TO DO:
Extract every line of the material that contains the word "ottoman".

EXERCISE MATERIALS:
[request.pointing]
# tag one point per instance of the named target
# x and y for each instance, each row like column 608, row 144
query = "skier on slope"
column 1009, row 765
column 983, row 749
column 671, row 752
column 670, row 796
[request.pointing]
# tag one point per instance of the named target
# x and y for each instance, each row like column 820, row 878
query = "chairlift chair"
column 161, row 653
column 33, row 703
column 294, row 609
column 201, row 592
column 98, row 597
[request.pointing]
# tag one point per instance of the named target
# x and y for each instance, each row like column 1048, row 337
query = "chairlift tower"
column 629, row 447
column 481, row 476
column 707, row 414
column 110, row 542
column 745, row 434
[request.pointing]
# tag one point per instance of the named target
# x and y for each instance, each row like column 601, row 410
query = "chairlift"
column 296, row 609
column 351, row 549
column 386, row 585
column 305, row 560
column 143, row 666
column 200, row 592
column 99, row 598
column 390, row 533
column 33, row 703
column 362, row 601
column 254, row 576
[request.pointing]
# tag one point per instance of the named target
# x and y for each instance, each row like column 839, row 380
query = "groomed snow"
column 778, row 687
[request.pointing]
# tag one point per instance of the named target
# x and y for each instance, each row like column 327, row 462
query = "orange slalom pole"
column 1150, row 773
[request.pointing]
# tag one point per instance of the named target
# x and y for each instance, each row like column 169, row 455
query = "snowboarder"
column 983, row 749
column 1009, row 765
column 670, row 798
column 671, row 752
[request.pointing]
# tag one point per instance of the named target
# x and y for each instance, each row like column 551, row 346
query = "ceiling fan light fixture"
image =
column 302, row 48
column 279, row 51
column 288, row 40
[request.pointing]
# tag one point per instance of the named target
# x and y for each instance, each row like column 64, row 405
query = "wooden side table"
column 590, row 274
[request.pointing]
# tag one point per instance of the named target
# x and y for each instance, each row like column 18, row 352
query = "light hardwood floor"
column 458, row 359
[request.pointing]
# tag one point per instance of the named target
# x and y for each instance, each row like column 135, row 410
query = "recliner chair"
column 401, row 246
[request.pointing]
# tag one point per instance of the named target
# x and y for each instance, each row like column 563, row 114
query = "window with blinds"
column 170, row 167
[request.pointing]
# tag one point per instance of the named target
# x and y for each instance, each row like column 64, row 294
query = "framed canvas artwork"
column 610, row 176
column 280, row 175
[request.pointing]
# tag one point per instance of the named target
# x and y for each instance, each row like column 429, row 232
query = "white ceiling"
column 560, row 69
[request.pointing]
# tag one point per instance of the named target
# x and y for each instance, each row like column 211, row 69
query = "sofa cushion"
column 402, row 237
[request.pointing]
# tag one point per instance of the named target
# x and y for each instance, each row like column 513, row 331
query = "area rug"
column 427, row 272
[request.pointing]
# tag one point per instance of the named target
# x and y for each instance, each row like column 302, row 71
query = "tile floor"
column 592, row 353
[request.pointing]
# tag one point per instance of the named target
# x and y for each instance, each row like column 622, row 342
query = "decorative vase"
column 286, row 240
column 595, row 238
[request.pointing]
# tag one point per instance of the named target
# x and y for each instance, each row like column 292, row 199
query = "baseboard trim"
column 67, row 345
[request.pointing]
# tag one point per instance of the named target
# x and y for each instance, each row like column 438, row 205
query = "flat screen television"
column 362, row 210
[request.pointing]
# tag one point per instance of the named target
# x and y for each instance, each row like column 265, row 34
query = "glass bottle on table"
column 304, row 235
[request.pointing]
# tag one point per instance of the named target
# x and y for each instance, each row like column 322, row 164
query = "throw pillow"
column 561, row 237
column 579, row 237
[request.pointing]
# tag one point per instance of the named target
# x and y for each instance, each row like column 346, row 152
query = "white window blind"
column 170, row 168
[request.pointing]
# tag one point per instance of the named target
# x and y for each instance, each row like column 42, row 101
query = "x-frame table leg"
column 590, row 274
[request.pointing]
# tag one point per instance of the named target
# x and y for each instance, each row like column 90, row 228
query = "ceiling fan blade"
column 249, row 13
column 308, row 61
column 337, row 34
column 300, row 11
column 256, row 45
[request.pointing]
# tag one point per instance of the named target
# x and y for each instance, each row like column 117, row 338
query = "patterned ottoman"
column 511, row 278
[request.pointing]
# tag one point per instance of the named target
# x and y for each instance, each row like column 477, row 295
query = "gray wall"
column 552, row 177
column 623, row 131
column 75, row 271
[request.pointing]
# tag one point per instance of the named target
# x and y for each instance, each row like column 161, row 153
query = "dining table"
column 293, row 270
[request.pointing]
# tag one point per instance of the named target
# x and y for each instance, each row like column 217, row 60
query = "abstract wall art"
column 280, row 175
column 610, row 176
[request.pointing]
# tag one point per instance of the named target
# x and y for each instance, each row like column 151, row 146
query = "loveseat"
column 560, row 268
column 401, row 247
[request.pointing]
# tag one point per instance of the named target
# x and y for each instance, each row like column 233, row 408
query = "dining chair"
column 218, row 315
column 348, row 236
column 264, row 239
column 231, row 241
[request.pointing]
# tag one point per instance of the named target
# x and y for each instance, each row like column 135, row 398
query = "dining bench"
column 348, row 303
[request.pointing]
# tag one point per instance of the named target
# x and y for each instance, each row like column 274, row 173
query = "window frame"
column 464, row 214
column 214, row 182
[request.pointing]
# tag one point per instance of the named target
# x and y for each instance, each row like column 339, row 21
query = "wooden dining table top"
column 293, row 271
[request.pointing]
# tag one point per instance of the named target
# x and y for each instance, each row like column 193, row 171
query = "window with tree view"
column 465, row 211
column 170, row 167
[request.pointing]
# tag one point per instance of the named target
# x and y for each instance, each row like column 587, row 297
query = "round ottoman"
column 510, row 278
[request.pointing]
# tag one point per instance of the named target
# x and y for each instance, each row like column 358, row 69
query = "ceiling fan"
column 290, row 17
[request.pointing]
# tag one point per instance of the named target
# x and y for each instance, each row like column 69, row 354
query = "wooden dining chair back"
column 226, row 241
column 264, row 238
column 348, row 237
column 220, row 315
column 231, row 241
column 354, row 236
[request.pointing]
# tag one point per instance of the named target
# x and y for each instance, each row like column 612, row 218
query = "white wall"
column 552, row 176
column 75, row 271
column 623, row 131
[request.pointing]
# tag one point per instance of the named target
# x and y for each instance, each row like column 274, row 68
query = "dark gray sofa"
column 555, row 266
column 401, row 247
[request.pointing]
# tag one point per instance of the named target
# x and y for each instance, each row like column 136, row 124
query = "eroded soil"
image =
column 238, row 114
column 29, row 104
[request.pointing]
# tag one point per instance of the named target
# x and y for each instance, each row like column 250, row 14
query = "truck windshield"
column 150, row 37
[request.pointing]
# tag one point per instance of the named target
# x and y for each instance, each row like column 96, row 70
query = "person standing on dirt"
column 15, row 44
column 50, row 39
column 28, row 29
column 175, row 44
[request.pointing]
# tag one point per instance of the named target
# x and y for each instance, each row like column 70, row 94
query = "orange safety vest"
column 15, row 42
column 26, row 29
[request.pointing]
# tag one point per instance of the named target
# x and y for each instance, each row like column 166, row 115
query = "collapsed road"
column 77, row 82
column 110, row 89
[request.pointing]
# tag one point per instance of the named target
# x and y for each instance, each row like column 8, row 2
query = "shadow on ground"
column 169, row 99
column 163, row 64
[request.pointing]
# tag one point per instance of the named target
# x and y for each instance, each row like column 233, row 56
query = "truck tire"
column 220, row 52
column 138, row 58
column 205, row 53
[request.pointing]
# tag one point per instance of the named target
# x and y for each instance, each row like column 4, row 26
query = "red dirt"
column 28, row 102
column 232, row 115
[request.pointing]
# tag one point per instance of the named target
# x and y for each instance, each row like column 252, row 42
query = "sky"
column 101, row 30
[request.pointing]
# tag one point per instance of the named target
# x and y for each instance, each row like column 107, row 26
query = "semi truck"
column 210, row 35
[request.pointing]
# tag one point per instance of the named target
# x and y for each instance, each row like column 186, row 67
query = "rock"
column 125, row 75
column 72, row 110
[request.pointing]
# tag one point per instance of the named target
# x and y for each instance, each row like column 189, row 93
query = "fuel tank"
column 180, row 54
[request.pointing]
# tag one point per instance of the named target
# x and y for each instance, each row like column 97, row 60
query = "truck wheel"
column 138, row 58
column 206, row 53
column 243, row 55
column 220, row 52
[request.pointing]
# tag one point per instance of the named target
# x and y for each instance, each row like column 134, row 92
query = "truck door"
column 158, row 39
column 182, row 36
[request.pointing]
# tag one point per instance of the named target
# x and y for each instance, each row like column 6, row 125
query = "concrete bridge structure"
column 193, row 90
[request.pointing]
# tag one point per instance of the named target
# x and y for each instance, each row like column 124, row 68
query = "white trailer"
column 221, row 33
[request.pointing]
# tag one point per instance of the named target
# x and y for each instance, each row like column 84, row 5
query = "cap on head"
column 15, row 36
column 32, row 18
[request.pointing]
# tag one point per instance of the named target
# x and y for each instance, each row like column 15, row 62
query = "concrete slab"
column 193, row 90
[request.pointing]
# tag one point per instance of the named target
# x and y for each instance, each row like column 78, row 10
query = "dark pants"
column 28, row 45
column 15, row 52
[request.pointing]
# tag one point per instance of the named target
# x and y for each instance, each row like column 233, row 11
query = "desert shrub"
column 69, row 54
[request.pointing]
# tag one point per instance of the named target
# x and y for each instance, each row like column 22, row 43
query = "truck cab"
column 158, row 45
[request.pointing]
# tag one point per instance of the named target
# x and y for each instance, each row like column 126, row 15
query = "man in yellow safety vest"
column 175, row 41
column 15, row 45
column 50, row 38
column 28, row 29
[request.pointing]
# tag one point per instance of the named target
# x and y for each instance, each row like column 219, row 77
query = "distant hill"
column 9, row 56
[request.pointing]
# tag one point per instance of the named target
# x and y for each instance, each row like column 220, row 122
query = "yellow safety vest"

THE REPLY:
query = "patterned ottoman"
query = "round ottoman"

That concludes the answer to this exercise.